EXERCISE =>
Render the data from the line containing "the shoreline, returned" through the line containing "[[202, 126]]", both included, as a JSON list of strings with one string per line and blank lines dropped. Leave the pictures out of the answer.

RECORDS SHOWN =>
▽
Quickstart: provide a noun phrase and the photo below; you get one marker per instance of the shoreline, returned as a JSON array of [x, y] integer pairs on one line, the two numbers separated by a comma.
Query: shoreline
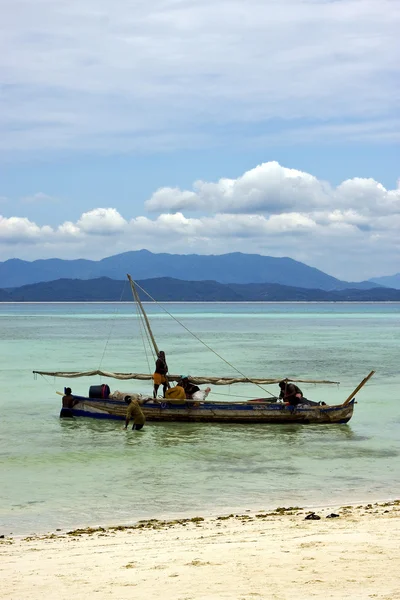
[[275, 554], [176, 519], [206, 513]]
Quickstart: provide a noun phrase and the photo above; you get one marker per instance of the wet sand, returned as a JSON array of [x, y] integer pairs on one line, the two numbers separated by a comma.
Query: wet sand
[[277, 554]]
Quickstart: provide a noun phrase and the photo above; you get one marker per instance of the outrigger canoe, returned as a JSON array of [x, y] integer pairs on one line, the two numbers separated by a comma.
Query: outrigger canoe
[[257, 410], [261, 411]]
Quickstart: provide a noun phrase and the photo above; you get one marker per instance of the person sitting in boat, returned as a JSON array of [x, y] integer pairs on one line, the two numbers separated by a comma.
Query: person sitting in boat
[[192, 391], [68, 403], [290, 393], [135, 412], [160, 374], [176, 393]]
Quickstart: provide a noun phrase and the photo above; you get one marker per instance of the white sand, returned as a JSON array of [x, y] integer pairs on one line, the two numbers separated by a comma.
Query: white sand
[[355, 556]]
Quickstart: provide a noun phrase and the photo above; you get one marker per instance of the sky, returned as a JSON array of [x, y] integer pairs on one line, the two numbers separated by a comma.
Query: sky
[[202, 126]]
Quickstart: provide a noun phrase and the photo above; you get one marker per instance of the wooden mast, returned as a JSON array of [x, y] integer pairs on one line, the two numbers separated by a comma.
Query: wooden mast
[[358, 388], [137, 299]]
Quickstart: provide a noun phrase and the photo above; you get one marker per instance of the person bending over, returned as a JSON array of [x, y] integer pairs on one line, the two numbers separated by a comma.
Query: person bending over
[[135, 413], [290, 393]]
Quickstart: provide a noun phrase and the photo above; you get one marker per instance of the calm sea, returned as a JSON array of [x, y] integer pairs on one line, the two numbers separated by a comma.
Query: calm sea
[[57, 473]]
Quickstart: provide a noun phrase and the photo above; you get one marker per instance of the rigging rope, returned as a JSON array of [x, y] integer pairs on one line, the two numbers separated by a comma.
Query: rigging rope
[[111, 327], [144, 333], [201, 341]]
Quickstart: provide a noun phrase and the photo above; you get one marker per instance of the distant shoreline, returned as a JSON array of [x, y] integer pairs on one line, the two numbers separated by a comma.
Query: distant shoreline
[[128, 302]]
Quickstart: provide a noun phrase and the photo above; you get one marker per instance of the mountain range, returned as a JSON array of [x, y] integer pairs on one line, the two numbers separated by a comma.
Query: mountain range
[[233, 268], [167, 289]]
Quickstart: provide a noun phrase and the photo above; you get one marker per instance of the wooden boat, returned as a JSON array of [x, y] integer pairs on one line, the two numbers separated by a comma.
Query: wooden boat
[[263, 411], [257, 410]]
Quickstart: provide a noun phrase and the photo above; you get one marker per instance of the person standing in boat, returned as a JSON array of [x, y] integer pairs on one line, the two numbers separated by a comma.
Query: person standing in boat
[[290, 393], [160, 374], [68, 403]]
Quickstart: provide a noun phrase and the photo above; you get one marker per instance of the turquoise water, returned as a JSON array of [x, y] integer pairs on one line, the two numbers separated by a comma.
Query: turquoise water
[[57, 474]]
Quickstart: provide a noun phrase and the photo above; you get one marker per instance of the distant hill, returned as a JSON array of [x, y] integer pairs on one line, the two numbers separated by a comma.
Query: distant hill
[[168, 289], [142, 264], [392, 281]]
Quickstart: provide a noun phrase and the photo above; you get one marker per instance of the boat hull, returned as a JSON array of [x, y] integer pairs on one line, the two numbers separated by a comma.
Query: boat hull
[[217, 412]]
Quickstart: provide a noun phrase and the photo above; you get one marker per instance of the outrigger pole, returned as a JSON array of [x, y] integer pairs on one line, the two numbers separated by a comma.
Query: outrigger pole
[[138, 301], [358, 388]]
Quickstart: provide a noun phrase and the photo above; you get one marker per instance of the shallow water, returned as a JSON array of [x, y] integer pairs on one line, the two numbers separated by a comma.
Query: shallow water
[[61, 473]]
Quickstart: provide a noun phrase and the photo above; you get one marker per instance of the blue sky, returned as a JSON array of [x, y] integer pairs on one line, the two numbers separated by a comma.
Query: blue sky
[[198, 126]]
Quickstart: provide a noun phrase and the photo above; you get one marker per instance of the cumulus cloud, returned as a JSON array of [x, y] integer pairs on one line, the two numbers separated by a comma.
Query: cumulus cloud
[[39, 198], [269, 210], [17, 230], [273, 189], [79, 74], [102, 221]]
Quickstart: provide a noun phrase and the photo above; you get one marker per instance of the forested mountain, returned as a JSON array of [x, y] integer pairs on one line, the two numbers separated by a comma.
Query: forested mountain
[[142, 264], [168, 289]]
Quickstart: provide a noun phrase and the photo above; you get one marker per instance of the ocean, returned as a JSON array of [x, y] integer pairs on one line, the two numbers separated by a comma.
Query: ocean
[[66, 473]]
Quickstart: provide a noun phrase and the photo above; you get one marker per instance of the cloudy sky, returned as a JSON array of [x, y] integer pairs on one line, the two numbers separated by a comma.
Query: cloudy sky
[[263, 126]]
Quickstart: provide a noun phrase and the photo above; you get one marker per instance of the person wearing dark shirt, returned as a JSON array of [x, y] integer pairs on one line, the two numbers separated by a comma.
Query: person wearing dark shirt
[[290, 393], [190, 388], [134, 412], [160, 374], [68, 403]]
△
▽
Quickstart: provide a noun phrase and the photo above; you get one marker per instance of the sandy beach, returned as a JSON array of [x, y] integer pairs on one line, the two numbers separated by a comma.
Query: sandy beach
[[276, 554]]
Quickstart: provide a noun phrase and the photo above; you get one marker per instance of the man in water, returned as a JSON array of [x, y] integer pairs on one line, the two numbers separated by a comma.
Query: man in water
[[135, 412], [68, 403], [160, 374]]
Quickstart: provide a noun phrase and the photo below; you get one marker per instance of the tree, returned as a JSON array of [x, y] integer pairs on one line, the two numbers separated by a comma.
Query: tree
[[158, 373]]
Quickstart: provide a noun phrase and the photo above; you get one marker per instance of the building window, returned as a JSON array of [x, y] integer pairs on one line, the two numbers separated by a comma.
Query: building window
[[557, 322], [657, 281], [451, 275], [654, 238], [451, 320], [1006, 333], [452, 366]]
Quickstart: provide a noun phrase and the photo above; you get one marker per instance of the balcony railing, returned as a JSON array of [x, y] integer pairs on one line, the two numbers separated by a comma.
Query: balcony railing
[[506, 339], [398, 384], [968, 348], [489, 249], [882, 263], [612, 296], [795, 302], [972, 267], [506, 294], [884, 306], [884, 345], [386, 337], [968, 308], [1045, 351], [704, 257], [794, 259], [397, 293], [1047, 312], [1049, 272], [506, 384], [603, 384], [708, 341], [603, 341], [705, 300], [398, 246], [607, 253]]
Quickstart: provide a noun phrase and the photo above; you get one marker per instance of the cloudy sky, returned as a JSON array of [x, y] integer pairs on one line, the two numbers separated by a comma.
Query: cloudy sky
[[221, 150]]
△
THE ANSWER =>
[
  "Quickstart: provide a noun phrase and the photo below; you get one marker per instance of the shoreline, returned as a JSON array of [x, y] integer pairs on one line, the two numbers separated by a comma.",
  "Query: shoreline",
  "[[275, 554], [176, 519], [206, 513]]",
  "Quickstart: provide a noun phrase and the photo above; you get one marker per instance of the wet sand, returned as a JSON array of [x, y] integer pairs on one line, the two numbers separated by a comma.",
  "Query: wet sand",
  "[[277, 554]]",
  "Quickstart: provide a noun phrase and the photo above; you get one marker per instance of the outrigger canoe, returned as a JSON array of [x, y] integer pairs on one line, the two numbers separated by a comma.",
  "Query: outrigger canoe",
  "[[257, 410], [261, 411]]",
  "Quickstart: provide a noun phrase and the photo above; you get one marker per instance of the person sitting in boat, returned as a JSON array of [x, y] integer pairs on one line, the two numbers separated by a comma.",
  "Query: person sitting in boat",
  "[[192, 391], [68, 403], [290, 393], [135, 412], [160, 374], [176, 393]]",
  "Quickstart: provide a noun phrase and the photo above; you get one marker per instance of the white sand, returned as a JSON array of [x, y] integer pairs on one line, the two numbers separated by a comma.",
  "Query: white sand",
  "[[355, 556]]",
  "Quickstart: provide a noun phrase and the photo above; you get one marker per instance of the sky, returned as a JSON array of [x, y] integer pairs on one line, the two numbers separated by a comma.",
  "Query: sky",
  "[[202, 126]]"
]